### CONSIGNES
Extrayez de la liste ci-dessous toutes les lignes où figure la chaîne « foal ». La casse compte.

Entrées d'un jeu de données d'annotation
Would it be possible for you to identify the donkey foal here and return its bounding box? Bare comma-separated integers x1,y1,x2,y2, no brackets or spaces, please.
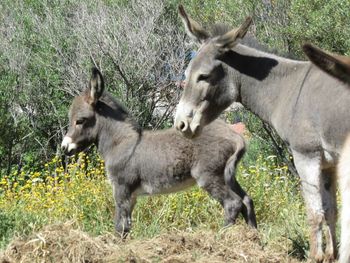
62,68,257,234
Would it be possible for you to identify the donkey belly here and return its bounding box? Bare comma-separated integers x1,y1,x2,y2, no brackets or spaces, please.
136,177,196,195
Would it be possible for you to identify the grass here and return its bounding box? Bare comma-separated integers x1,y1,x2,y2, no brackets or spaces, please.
0,154,308,259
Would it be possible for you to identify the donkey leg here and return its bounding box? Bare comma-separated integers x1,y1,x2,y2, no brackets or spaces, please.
293,152,325,262
197,174,243,226
322,168,337,261
113,183,136,238
230,182,257,228
224,157,257,228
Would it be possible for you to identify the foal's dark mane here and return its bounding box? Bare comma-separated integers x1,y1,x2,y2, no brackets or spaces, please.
210,23,294,59
96,91,142,135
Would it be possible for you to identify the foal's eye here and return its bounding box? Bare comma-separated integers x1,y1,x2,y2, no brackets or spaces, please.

### TÂCHE ACCOMPLIE
Would it be possible for you to identify the donkey foal here and return its bounding box? Bare comma-separated integers x1,y1,x2,y2, no brackets or spaces, please.
Would it be possible for you to identify the foal's dark mane here and return its bounding box? Bare comma-separated integers x1,y1,x2,y2, no brackets or spaces, please.
Would it be possible for you to identify the foal's eye here and return its bounding box? Bare comma-separated integers x1,y1,x2,y2, no brackets or spaces, please.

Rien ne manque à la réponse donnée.